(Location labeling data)
----------
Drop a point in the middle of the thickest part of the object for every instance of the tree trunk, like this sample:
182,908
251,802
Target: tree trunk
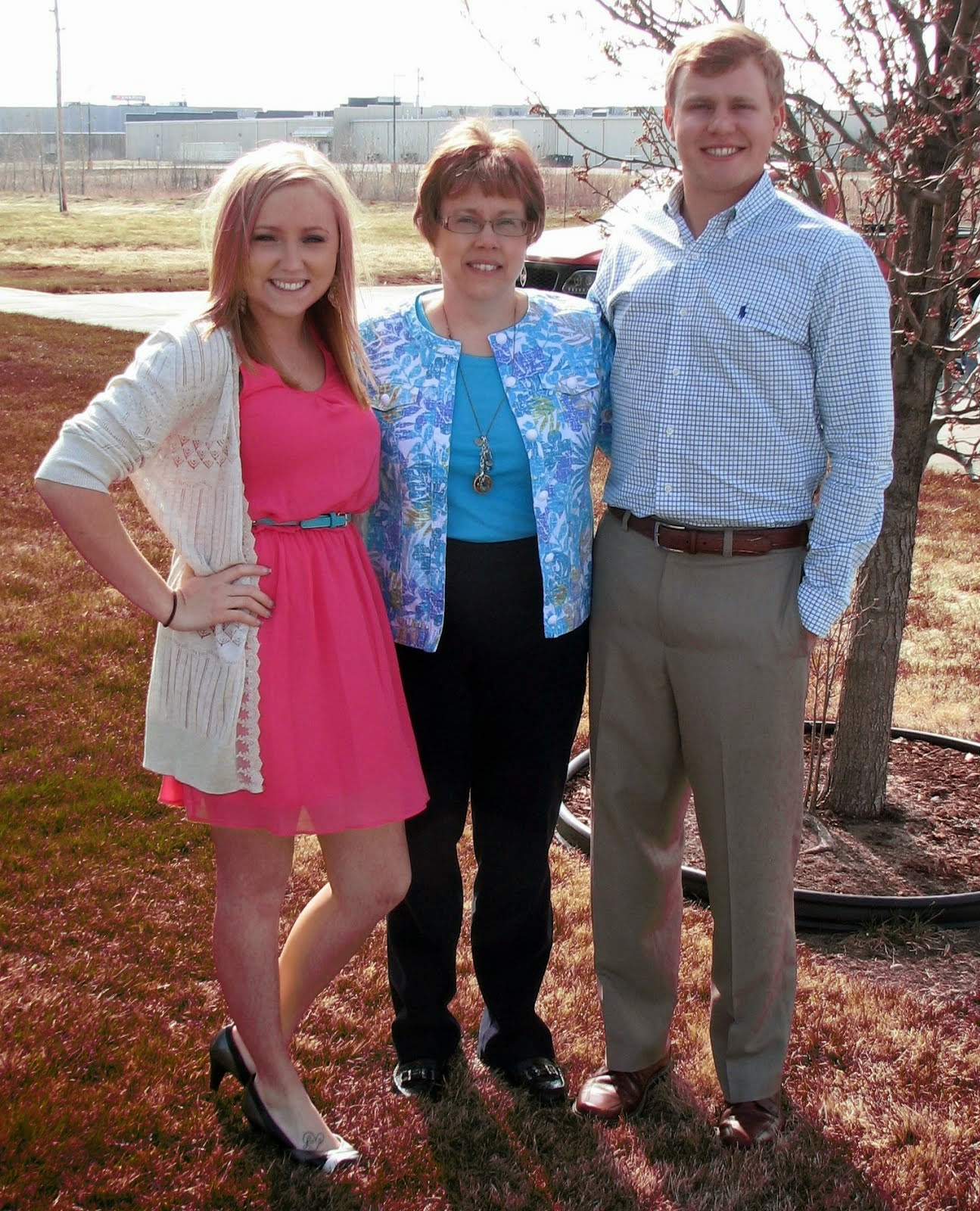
859,757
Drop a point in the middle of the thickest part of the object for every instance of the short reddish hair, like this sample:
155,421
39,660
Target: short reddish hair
717,48
470,155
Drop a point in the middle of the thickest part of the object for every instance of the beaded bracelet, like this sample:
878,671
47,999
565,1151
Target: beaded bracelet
173,611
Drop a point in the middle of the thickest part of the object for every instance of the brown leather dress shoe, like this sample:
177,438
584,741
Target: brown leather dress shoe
609,1094
750,1124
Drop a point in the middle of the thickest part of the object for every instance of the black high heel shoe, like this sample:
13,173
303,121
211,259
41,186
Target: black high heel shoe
342,1157
226,1057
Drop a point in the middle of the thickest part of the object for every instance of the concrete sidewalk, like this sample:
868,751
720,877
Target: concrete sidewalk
151,310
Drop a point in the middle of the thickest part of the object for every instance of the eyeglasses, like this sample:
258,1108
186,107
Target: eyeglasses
469,224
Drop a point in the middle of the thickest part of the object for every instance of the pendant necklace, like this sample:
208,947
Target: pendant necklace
482,481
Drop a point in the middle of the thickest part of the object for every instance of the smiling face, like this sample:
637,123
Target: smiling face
292,254
723,127
480,268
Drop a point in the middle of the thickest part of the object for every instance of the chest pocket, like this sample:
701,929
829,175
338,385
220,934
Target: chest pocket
562,401
770,316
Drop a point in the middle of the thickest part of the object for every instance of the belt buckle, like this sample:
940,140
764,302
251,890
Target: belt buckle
677,530
325,521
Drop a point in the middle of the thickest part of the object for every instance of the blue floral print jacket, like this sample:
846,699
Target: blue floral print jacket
556,383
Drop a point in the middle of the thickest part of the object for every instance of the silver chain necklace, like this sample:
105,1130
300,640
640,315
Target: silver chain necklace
482,481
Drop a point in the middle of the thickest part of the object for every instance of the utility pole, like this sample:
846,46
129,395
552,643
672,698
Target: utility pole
62,191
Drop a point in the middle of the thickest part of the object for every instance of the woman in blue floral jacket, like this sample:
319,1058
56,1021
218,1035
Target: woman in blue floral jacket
491,401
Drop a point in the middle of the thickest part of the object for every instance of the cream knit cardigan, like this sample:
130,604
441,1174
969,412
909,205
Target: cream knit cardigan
170,422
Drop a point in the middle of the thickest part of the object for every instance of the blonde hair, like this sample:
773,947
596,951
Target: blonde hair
233,207
717,48
471,155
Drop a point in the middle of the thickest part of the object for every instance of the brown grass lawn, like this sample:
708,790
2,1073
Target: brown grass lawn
106,245
108,997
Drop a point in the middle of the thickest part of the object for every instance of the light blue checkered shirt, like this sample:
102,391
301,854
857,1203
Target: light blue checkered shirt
744,360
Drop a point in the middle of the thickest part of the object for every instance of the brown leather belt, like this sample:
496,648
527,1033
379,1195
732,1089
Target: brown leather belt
727,542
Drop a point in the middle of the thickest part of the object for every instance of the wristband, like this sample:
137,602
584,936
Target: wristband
173,611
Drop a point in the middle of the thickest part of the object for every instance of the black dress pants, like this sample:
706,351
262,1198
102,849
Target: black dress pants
494,711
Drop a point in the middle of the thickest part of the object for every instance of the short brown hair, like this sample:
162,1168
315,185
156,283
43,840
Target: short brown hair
717,48
470,155
233,207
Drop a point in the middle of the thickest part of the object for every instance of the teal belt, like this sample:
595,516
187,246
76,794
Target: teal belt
322,521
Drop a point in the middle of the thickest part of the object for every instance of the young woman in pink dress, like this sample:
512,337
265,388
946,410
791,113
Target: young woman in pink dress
274,706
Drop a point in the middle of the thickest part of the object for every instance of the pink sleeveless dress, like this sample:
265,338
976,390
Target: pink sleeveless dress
334,736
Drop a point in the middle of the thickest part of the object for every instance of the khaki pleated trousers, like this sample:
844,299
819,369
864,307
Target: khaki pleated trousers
698,676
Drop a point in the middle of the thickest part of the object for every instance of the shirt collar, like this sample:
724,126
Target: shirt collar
761,195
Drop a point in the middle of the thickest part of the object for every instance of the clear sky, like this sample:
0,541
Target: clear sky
315,54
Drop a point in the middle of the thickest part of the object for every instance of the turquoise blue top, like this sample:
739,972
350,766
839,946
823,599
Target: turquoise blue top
506,512
555,367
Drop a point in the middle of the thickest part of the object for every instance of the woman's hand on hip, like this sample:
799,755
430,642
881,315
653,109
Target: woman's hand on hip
204,602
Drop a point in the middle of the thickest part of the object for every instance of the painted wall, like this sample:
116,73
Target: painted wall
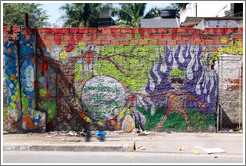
122,78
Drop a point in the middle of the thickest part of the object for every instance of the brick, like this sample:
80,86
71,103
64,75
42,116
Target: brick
119,36
148,36
175,36
190,30
50,36
209,42
161,42
83,30
181,42
181,30
153,30
115,42
172,30
65,30
66,36
229,30
162,30
134,42
101,36
238,36
58,36
124,42
143,42
159,36
185,37
240,30
171,42
39,30
41,36
73,30
110,36
129,36
16,28
92,30
105,30
153,42
46,30
72,42
79,36
96,42
105,42
64,43
125,30
56,30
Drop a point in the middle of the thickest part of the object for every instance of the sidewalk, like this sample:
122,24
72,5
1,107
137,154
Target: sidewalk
159,142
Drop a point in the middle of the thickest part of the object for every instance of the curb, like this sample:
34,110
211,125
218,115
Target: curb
74,148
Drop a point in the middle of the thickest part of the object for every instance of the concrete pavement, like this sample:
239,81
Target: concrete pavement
152,142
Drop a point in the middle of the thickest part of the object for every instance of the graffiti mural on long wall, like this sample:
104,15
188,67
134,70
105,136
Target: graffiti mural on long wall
161,87
113,87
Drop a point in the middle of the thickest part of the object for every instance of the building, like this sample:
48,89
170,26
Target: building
167,19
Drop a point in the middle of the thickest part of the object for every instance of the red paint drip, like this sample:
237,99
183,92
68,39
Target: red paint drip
44,66
88,57
113,31
131,99
133,32
141,31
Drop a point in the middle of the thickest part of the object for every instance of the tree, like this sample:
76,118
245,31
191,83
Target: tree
130,14
83,14
178,6
13,14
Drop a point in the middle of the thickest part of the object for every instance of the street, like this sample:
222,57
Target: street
115,157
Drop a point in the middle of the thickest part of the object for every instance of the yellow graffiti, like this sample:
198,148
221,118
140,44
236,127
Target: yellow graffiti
121,115
63,55
87,119
13,98
224,39
100,123
81,46
42,92
12,104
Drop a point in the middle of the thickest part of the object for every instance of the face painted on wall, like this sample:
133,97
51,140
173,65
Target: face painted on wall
176,83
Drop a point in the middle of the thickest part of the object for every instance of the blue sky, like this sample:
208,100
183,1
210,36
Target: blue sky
52,10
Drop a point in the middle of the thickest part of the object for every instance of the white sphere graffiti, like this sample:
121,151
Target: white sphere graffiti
103,97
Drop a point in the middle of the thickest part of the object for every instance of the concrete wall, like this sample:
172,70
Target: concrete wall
120,78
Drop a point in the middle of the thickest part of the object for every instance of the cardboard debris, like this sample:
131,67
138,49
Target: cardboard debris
211,150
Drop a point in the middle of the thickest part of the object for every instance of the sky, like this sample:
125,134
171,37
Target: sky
52,10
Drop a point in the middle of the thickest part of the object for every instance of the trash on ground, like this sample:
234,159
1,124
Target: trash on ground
100,135
211,150
195,152
141,147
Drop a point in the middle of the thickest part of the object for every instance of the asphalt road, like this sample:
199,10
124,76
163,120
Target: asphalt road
115,157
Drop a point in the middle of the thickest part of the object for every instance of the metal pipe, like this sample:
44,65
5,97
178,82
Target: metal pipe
17,43
26,20
218,82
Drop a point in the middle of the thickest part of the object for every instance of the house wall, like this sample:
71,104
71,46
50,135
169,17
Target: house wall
117,78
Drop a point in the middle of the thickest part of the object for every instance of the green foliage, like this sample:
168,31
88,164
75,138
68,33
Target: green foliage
235,47
83,14
152,121
136,62
175,122
13,14
130,14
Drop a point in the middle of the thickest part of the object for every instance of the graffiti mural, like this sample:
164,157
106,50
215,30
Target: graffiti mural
112,87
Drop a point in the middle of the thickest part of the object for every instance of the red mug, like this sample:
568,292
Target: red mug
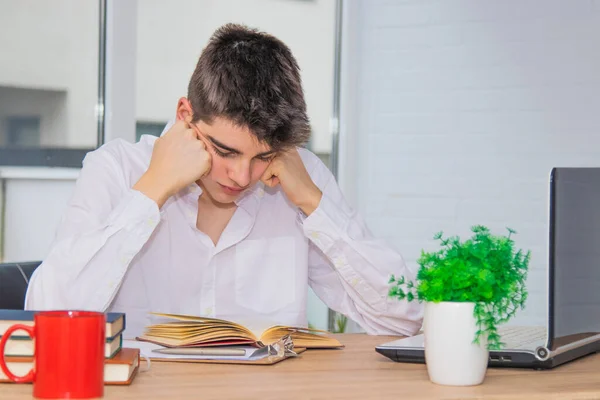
68,354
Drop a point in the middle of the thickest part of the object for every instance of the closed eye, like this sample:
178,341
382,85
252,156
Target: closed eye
265,158
224,154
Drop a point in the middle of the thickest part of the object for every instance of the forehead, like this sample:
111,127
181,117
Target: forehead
234,136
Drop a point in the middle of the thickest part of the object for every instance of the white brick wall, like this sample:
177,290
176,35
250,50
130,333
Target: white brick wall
454,111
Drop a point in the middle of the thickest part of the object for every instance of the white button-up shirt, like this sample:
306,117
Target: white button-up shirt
115,250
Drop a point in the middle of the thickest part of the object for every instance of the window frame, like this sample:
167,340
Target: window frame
62,156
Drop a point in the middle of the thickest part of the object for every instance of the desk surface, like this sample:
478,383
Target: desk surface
354,372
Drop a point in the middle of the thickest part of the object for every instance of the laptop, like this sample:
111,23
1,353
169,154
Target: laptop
572,327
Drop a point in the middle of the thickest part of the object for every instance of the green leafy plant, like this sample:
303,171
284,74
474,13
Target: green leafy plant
341,323
484,269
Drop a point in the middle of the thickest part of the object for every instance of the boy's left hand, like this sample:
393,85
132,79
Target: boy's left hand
287,170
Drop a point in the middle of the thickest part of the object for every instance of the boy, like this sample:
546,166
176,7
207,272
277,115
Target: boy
224,215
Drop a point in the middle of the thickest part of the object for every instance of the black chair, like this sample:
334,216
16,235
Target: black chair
14,278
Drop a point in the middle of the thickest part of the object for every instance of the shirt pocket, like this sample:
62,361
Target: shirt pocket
265,271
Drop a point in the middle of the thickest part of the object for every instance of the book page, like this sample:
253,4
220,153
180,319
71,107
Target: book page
147,350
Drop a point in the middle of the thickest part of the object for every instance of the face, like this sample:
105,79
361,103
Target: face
238,159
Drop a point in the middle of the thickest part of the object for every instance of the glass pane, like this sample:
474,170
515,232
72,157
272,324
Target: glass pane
48,73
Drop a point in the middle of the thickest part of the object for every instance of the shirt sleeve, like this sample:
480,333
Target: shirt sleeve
349,269
105,225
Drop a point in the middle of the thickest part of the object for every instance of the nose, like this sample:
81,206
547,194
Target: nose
240,173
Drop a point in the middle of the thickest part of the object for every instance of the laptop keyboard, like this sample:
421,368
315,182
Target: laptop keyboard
522,337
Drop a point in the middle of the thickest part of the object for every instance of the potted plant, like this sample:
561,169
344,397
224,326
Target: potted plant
469,288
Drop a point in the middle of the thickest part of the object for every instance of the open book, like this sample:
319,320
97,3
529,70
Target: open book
190,331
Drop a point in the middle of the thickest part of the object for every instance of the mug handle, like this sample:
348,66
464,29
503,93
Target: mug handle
19,379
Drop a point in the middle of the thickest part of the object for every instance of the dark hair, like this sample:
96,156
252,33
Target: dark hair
252,79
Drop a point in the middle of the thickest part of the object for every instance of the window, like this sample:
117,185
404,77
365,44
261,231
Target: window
49,81
148,128
22,131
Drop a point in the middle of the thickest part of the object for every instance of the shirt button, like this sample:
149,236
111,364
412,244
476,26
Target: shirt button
338,262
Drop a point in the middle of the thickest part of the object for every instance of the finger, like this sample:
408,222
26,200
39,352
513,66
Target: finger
269,179
200,136
209,165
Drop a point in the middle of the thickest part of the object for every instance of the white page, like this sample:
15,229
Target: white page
147,350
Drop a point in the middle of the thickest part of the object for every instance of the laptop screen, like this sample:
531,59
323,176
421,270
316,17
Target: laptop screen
574,255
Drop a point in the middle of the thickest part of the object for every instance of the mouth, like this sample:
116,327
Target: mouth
231,190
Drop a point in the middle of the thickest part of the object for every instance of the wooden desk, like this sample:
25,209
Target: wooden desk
355,372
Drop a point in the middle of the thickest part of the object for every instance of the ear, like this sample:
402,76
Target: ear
184,109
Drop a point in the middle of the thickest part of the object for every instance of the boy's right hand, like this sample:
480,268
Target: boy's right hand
179,158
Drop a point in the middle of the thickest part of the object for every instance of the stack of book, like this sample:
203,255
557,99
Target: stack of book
121,364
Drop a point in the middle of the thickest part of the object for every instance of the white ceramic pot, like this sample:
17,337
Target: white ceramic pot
450,354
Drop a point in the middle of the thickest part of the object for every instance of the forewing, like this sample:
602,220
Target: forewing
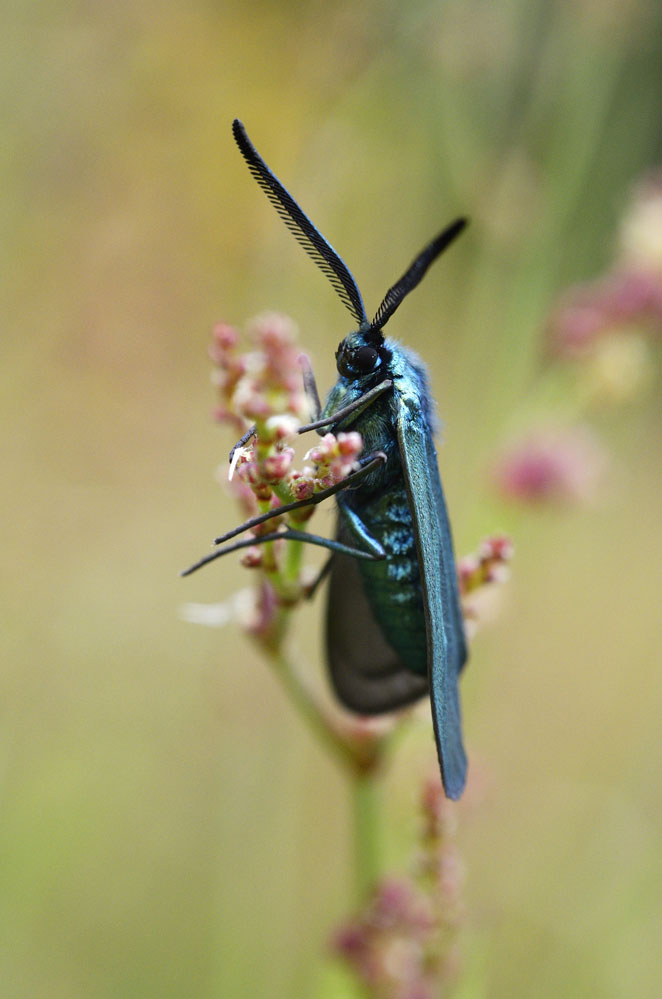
366,673
443,616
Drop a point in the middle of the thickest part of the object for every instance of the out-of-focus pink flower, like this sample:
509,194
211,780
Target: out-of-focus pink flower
641,231
547,466
628,299
488,565
403,943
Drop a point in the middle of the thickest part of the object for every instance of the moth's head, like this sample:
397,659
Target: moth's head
362,353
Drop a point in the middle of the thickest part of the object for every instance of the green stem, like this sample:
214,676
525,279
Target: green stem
367,844
304,700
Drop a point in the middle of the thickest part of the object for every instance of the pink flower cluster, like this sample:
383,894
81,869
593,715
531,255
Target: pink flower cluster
559,465
263,383
332,460
629,298
403,944
488,565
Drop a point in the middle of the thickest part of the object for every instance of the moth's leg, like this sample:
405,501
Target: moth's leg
243,440
310,386
368,463
289,534
353,409
361,534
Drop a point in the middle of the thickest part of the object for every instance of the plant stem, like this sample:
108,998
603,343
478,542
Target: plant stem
305,702
367,844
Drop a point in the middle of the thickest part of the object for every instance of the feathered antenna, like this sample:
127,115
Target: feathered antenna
415,273
296,220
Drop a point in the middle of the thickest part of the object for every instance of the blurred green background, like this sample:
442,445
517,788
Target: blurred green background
168,827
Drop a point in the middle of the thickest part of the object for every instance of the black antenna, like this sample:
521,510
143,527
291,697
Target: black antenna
415,273
308,235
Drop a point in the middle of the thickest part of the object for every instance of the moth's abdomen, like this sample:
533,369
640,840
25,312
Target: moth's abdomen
392,585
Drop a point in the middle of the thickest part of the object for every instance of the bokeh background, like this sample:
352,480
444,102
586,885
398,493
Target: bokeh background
168,826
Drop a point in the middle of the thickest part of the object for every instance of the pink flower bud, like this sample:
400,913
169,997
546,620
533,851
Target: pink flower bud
551,466
276,466
224,336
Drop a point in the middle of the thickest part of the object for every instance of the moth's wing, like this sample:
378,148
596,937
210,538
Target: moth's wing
366,673
445,631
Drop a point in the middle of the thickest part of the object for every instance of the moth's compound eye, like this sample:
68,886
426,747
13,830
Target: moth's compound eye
366,359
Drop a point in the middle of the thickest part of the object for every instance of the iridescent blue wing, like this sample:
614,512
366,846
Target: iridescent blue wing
445,631
366,673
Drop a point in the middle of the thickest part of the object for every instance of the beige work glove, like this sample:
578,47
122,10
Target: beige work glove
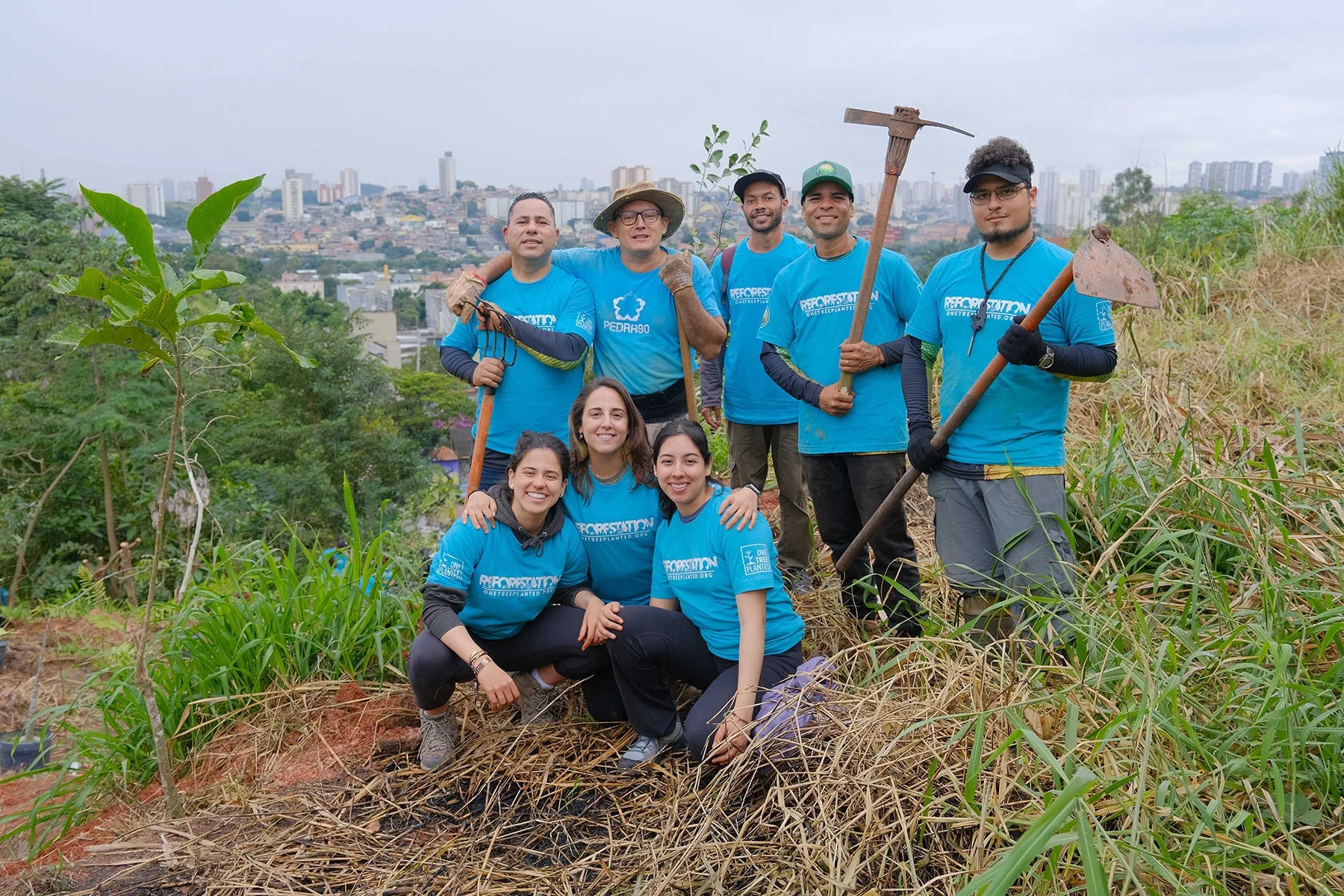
----------
Rewrite the data starting with the line that contains "moth's wing, like" and going on through the end of the data, changing "thickest" to "widest" and leaving everything else unchanged. Leave the pictures out of your answer.

Drop a point in the middle of the widest part of the object for every instance of the moth's wing, like this sample:
378,148
596,937
210,538
Target: moth's wing
366,673
445,631
Drop a point in the middle of the widest part of the object for every instance of the moth's compound eye, like this sample:
68,886
426,747
13,830
Target: moth's compound eye
366,359
Drop a point in the middle of the widest part of the object for every instance of the iridescent blue wing, like this sample:
614,512
366,846
Target: iridescent blue wing
445,631
366,673
Drop a point in the middle of the widest part of the object for every instance of the beige work glove, like this sample:
578,47
122,10
Target: beige work glove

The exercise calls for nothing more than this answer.